[BEGIN Input material]

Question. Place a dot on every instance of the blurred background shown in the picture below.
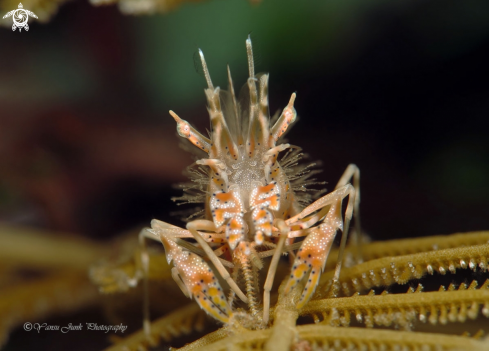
(399, 88)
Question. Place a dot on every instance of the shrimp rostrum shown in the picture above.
(252, 207)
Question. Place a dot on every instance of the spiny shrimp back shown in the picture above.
(247, 187)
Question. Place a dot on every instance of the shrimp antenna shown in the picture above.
(249, 51)
(206, 70)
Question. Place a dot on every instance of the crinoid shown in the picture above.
(254, 210)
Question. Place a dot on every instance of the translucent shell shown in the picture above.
(198, 279)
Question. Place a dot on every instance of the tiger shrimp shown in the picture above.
(252, 208)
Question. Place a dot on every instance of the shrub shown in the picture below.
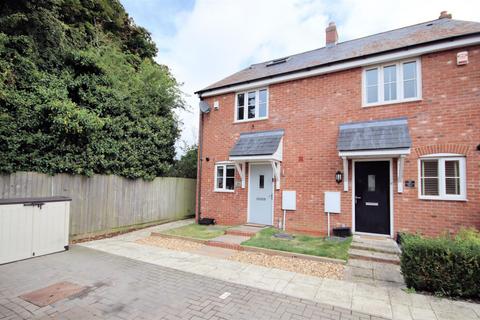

[END Input material]

[Required task]: Rewrite all of the entries above, replacing "Place a dot" with "Mark a point" wherever it occurs and leaving everything else unchanged. Omit the pictures from your answer.

[Result]:
Question. Mark a point on every instance of the blurred background shown in the picture below.
(399, 88)
Question. Mark a point on every instance of the shrimp rostrum shown in the picture above.
(252, 207)
Question. Mark a point on every instance of the spiny shrimp back shown in the picture above.
(247, 187)
Question. Mark a point on every instance of the shrimp antenna shown in the picture above.
(249, 51)
(206, 70)
Question. Mark a point on every instance of the crinoid shown in the picture above.
(254, 210)
Question. Mark a point on every instance of the translucent shell shown in the picture above.
(198, 279)
Question. Mark a point on every instance of the tiger shrimp shown in the picture above.
(252, 208)
Question. Mark a point on every instance of the shrub shown in the picture below.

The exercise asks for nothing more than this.